Rewrite the records below, replacing every "Target" with "Object" and leaving all other text unchanged.

○ ○ ○ ○ ○ ○ ○

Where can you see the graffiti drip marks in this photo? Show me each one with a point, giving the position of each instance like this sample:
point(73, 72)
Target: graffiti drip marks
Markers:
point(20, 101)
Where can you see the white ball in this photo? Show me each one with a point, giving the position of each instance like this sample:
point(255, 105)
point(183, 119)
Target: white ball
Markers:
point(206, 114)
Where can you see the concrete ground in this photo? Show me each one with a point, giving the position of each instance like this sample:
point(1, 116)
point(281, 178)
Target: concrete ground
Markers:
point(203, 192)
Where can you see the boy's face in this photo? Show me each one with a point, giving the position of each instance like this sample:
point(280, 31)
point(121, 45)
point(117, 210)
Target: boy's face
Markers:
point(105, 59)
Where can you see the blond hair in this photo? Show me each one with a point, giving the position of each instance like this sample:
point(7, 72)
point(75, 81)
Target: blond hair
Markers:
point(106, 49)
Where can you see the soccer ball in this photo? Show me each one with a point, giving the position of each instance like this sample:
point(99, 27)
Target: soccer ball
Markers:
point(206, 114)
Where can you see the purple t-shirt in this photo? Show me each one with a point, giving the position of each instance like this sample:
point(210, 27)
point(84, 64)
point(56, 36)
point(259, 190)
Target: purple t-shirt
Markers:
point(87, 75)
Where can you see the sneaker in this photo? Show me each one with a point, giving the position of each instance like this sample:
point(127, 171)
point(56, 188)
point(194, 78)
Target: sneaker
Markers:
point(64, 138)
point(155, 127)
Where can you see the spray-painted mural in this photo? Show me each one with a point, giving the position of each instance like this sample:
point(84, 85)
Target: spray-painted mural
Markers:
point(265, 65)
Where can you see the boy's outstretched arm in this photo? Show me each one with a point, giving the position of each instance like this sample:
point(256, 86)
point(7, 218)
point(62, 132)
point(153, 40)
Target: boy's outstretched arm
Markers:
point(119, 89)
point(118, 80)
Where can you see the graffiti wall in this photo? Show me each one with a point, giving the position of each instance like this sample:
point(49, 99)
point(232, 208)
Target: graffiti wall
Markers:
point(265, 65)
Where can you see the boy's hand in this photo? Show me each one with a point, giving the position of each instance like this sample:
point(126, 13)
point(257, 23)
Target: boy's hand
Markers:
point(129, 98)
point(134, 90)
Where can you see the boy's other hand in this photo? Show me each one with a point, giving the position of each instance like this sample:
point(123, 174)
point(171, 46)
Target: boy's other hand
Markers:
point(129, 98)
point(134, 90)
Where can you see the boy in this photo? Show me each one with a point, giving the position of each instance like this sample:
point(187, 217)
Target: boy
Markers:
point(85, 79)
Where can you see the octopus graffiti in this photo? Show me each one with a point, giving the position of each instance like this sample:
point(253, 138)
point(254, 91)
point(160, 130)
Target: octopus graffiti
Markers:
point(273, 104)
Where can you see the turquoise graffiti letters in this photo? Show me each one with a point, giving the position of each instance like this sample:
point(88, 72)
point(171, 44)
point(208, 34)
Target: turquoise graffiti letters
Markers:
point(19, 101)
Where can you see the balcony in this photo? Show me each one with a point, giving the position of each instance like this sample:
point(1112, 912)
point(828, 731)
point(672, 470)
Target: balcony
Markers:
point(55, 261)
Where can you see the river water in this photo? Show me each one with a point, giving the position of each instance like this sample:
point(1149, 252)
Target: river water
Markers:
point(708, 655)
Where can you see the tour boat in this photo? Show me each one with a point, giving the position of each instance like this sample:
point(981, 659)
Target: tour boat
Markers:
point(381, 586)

○ ○ ○ ○ ○ ○ ○

* [WORKED SOLUTION]
Where can you see the graffiti drip marks in this photo? Show me each one with a point, giving the position of each instance like this sample:
point(73, 72)
Object: graffiti drip marks
Markers:
point(20, 101)
Where can you see the white ball in this photo? Show me each one with a point, giving the position of each instance like this sample:
point(255, 105)
point(183, 119)
Object: white ball
Markers:
point(206, 114)
Where can you see the concrete ground in this photo? Show me each one with a point, giving the position of each instance like this sample:
point(1, 116)
point(281, 178)
Object: concrete ground
Markers:
point(203, 192)
Where can you see the boy's face in this photo? Show me each one with a point, giving the position of each instance like this sample:
point(280, 31)
point(121, 45)
point(117, 210)
Object: boy's face
Markers:
point(105, 59)
Where can you see the blond hair in this photo? Show me each one with a point, giving the position of each instance like this sample:
point(7, 72)
point(75, 81)
Object: blond hair
Markers:
point(106, 49)
Where can you see the soccer ball in this photo? Show me each one with a point, giving the position of each instance like this sample:
point(99, 27)
Object: soccer ball
Markers:
point(206, 114)
Where can you see the purple t-shirt in this photo? Show me each one with a point, giving the position of each instance like this sample:
point(210, 27)
point(84, 64)
point(56, 36)
point(259, 190)
Object: purple t-shirt
Markers:
point(87, 75)
Where can you see the sneaker in this photo? Show me each one with a point, giving the position of each instance like this sample:
point(127, 171)
point(56, 188)
point(194, 78)
Object: sneaker
Markers:
point(64, 138)
point(155, 127)
Where can you see the spray-painted mural in this photo? Show me each one with a point, giving the position of each instance like this sample:
point(84, 85)
Object: spray-painted mural
Markers:
point(265, 65)
Where can you see the boy's outstretched arm in this photo? Show me each one with a point, giving the position of each instance like this sample:
point(256, 86)
point(7, 218)
point(62, 132)
point(153, 40)
Object: boy's outstretched arm
Markers:
point(119, 89)
point(118, 80)
Where can you see the graffiti wall in this photo? Show me each one with a point, giving the position of each instance like this sample:
point(49, 99)
point(232, 208)
Object: graffiti wall
Markers:
point(265, 65)
Where can you see the boy's hand in this photo? Show me each one with a point, giving the position of each instance like this sample:
point(126, 13)
point(257, 23)
Object: boy's hand
Markers:
point(129, 98)
point(134, 90)
Where can you see the boy's other hand in this photo? Show me each one with a point, giving the position of each instance like this sample:
point(123, 174)
point(171, 46)
Object: boy's other hand
Markers:
point(129, 98)
point(134, 90)
Where can you see the boy in this photo? Show me each one with a point, giving the position of each instance like this sample:
point(187, 217)
Object: boy
Markers:
point(85, 79)
Where can you see the octopus graffiti in this photo? Show me each one with a point, giving the position of each instance like this sample:
point(253, 138)
point(254, 91)
point(160, 130)
Object: octopus graffiti
Markers:
point(273, 104)
Where can you see the turquoise graffiti letters in this photo? Show me each one with a point, giving the position of each instance like this sample:
point(88, 72)
point(171, 44)
point(208, 34)
Object: turquoise graffiti letters
Markers:
point(19, 101)
Where can you see the balcony in this photo? Show me each one with a point, giving the position of each instance like this sample:
point(1112, 912)
point(828, 731)
point(672, 470)
Object: balcony
Markers:
point(55, 261)
Where can you see the river water in this photo? Show me each one with a point, giving the position of each instance like this sample:
point(1149, 252)
Object: river water
Markers:
point(708, 655)
Where can you see the tour boat in this photo? Show me each one with a point, giving the position of each instance like this sample:
point(981, 659)
Object: tour boat
Markers:
point(381, 586)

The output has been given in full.